= Study questions =
1/ From the Budget 2021 article, extract the passage starting at "2021 is a big" and ending at "to March 2021.".
2/ According to the Budget 2021 article, on what date is the Union Budget 2021 to be presented in Parliament?
3/ Name each specific form of support that the Budget 2021 article says common people are looking to the Modi government for.

= Source extract =
BEGIN
Hot Topics

Budget 2021: What India is expecting this year from Nirmala Sitharaman?

Nirmala Sitharaman will present Budget 2021 on February 1


 

The Union Budget 2021 is scheduled to be presented by Finance Minister Nirmala Sitharaman in Parliament on February 1, 2021. The Finance Minister has promised a never before like Union Budget as the NDA government looks to give a further boost to the Indian economy. The country is hoping to recover from the COVID-19 global pandemic that ravaged almost every sector. The onus is on Nirmala Sitharaman who is expected to bring big relief to sectors that need budgetary support to recover and bring relief for common people as well.

2021 is a big year after the pandemic as common people are looking up to Modi government for various incentives, subsidies, tax cuts, easier credit access and other benefits to cope up with the losses due to coronavirus pandemic.

 

Massive boost for construction and affordable housing on its way

The finance minister may look for a massive boost for the affordable housing sector and construction. As per the reports, the government is likely to liberalise FDI (Foreign Direct Investment) rules in construction and give a boost to home buyers.  An allocation for a credit-linked subsidy is expected in the Budget 2021. In the previous budget in 2020, FM Sitharaman had proposed to extend the benefit of additional deduction of Rs 1.5 lakh on interest paid on affordable housing loans by the year to March 2021.

 

Bringing back jobs in the market

Many people lost their jobs after the COVID-19 lockdown when companies tried to cut down costs in 2020. While some jobs have been reclaimed, few people are still looking for a source of income. The Modi government would look to boost construction and infrastructure which could also lead to the growth in jobs.

 

Read more: Week Highlights: From Impeachment of Trump to ninth rounds of talk, here’s the week round

 

budget 2020

Smartphones, electronic items could get costlier

Finance Minister Nirmala Sitharaman is set to hike import duties on more than 50 items including the likes of electronic items, mobile phones and others. As per the report, the hike could be range between 5 to 10 per cent.
END
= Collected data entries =
BEGIN
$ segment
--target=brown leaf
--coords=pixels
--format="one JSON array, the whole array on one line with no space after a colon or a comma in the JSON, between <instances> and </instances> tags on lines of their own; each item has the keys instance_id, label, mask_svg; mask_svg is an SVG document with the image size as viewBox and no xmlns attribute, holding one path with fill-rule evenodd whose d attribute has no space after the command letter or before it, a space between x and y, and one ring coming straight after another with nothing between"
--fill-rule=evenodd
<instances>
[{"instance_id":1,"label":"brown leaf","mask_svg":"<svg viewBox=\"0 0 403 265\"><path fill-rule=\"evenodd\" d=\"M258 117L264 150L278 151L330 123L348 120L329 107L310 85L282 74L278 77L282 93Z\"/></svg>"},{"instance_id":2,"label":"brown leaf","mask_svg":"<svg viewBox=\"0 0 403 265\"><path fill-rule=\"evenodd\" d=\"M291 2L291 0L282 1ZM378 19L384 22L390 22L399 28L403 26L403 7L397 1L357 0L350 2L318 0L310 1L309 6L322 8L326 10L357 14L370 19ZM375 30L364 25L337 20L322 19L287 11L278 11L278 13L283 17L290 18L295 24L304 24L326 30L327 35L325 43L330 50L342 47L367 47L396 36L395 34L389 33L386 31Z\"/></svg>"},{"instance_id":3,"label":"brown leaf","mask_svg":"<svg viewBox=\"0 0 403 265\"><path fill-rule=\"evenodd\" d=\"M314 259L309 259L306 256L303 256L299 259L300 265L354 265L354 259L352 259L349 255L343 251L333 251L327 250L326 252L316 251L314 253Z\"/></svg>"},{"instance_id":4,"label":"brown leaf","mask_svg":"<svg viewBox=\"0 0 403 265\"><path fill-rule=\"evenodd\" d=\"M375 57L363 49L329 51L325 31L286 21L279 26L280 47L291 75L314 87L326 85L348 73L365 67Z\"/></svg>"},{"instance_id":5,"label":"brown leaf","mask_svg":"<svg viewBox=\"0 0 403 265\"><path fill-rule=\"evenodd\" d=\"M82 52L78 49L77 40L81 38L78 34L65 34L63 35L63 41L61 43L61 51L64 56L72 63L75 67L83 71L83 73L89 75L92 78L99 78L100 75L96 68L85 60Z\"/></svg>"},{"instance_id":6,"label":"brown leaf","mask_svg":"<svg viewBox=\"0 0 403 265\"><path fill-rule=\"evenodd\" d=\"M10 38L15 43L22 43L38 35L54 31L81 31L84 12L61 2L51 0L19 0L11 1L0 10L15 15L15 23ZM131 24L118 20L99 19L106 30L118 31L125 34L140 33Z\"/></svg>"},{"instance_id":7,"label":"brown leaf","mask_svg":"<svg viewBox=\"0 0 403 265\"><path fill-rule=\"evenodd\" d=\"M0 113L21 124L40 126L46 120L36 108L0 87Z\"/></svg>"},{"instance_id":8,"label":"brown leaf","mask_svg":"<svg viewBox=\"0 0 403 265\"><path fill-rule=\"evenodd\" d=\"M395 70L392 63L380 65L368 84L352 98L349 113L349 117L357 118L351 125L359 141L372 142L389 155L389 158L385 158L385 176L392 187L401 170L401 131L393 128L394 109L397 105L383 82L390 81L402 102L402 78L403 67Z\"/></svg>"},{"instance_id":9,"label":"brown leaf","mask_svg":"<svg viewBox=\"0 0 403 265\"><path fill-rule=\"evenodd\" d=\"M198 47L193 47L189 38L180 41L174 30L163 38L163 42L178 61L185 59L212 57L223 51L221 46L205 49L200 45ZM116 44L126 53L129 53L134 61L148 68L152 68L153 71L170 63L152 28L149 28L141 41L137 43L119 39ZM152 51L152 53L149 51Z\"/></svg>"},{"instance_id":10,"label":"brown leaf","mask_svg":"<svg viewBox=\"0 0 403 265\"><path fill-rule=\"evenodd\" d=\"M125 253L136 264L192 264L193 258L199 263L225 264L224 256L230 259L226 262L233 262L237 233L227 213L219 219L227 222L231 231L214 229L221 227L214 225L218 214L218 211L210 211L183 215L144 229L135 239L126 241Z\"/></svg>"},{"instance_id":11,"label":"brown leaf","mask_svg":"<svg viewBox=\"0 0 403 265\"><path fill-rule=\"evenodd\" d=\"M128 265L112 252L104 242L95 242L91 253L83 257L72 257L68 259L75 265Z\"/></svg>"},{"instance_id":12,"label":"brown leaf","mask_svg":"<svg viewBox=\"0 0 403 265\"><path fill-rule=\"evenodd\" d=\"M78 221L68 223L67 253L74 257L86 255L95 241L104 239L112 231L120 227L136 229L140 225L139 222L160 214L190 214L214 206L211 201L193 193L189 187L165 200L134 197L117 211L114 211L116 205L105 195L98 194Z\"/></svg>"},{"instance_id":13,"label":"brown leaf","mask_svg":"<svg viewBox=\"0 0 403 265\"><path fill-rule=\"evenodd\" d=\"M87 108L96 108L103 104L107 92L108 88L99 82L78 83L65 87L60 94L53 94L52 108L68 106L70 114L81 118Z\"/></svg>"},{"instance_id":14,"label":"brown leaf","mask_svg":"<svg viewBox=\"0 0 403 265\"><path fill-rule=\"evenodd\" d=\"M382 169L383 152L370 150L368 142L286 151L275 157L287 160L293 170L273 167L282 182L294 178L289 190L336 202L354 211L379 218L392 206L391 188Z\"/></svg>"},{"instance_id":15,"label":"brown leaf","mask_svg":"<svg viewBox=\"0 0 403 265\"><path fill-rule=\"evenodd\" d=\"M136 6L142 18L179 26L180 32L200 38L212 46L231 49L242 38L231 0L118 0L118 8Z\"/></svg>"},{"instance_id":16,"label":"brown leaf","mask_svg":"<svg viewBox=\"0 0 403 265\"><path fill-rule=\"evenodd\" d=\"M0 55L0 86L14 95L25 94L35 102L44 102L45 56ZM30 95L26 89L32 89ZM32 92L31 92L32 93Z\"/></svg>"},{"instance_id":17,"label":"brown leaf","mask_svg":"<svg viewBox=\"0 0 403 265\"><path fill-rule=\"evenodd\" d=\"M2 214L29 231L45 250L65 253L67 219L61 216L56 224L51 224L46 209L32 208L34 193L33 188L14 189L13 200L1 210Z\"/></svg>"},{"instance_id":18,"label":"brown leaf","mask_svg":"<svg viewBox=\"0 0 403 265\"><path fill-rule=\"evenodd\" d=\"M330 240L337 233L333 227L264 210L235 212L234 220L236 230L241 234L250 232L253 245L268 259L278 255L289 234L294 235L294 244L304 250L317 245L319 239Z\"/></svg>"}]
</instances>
END
= Response list =
1/
2021 is a big year after the pandemic as common people are looking up to Modi government for various incentives, subsidies, tax cuts, easier credit access and other benefits to cope up with the losses due to coronavirus pandemic.

 

Massive boost for construction and affordable housing on its way

The finance minister may look for a massive boost for the affordable housing sector and construction. As per the reports, the government is likely to liberalise FDI (Foreign Direct Investment) rules in construction and give a boost to home buyers.  An allocation for a credit-linked subsidy is expected in the Budget 2021. In the previous budget in 2020, FM Sitharaman had proposed to extend the benefit of additional deduction of Rs 1.5 lakh on interest paid on affordable housing loans by the year to March 2021.

2/ February 1, 2021

3/ Incentives, subsidies, tax cuts, easier credit access